**Problem to work on**. Print the following entries without any change.

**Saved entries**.

====

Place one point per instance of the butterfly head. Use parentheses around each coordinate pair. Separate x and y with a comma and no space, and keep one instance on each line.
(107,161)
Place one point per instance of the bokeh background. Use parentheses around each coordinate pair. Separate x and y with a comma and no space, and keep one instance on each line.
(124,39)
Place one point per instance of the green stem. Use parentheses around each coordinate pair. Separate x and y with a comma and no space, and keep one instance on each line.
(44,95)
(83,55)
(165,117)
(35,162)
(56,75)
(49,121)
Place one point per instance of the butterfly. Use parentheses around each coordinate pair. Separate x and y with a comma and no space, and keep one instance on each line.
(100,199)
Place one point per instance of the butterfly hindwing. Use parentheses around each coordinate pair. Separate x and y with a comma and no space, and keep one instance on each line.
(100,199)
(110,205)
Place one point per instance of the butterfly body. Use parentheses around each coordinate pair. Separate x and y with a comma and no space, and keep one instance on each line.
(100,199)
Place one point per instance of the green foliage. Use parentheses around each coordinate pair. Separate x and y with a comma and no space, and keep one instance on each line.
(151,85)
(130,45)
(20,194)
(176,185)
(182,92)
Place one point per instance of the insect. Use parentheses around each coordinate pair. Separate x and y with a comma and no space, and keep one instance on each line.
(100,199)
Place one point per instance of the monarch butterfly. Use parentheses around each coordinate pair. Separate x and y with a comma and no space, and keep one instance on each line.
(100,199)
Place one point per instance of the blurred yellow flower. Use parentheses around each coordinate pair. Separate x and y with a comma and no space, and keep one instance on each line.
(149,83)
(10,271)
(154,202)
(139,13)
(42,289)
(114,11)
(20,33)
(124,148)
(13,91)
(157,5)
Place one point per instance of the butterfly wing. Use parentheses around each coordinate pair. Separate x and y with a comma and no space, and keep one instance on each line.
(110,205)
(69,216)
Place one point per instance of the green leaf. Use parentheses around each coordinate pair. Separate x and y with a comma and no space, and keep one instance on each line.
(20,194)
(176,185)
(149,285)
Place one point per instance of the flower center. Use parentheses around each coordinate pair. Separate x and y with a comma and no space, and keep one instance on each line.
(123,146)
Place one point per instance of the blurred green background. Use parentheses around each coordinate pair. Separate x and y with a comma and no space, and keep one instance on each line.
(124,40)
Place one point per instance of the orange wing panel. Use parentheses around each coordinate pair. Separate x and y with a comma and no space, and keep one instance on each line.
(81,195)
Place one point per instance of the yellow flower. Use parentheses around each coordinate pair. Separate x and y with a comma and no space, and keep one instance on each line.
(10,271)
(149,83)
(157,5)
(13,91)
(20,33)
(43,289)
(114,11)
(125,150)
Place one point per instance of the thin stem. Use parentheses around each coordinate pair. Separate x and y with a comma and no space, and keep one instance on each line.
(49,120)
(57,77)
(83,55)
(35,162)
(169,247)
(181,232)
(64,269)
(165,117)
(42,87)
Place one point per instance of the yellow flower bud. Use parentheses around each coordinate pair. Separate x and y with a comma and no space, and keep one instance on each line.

====

**Worked solution**.
Place one point per instance of the butterfly head. Use parentheses around each coordinate pair. Separate x and y with a comma and no space, and keep one instance on each line.
(107,161)
Place one point per instance of the bokeh background. Use parentheses around each coordinate pair. Separate x and y with a comma and no space, and keep one instance on each line.
(124,39)
Place one point per instance of the green stem. Use parentheses around each coordinate pair. Separate x and y with a comma and no space, and keep one instance on each line.
(44,95)
(83,55)
(165,117)
(35,162)
(56,75)
(49,121)
Place one point per instance of the butterfly. Use parentheses around each coordinate pair. Separate x and y with a comma and no space, and keep one instance on each line.
(100,199)
Place one point per instance of the butterfly hindwing. Use parentheses around each coordinate pair. Separate x and y with a comma and no space, and keep one instance on each line.
(100,199)
(110,205)
Place one point per instance of the butterfly body. Use parentheses around each coordinate pair. Separate x and y with a comma and no space, and keep one instance on each line.
(100,199)
Place one point per instance of the green foliage. Use parentheses around each coordinate pair. Separate x and y with a comma and no space, and keep one instance on each line.
(151,85)
(130,45)
(20,194)
(176,185)
(182,92)
Place one point per instance of the insect. Use parentheses around each coordinate pair. Separate x and y with a comma and no space, and keep one instance on each line.
(100,199)
Place one point per instance of the monarch butterfly. Use parentheses around each coordinate pair. Separate x and y with a comma and no space, and keep one instance on each line.
(100,199)
Place one point per instance of the blurred yellow flower. Use parentheses around each coordinate pair. Separate x and y with a comma and no space, and keep one instance on each line.
(149,83)
(10,271)
(154,202)
(139,13)
(42,289)
(114,11)
(20,33)
(124,148)
(13,91)
(157,5)
Place one point per instance of the butterfly wing. Use parentheses around each coordinate pair. Separate x and y with a comma and no space, and keep one instance on each line.
(110,205)
(69,216)
Place one point per instance of the green leaf. Use parentheses around each coordinate pair. Separate x and y with a comma and no space, and keep one instance on each line.
(20,194)
(176,185)
(149,285)
Place one point per instance of the flower center. Use parentheses around each coordinate pair. Separate x and y with a comma and no space, and keep one instance on each line.
(123,146)
Place one point per instance of the blurred green background. Use parentheses around each coordinate pair. Separate x and y with a comma and no space, and keep one instance on each line.
(124,40)
Place one point per instance of the orange wing panel. Use parentheses around each coordinate pair. Separate x and y with a comma and no space, and keep one instance on each line.
(81,195)
Place one point per instance of the yellow flower. Use parentheses around each coordinate pair. Separate x and y with a comma and no space, and keep one instance on each line.
(10,271)
(149,83)
(157,5)
(13,91)
(20,33)
(43,289)
(114,11)
(125,150)
Place one point per instance of the thin stem. Use parentheses around each coordinate pair. Separate x and y with a comma and no space, and keep one instance on each line.
(49,120)
(57,77)
(83,55)
(35,162)
(169,247)
(181,232)
(64,269)
(165,117)
(42,87)
Place one point per instance of the yellow flower bud. Use parentheses around each coordinate pair. Separate x and y with a comma and no space, and keep one instance on each line.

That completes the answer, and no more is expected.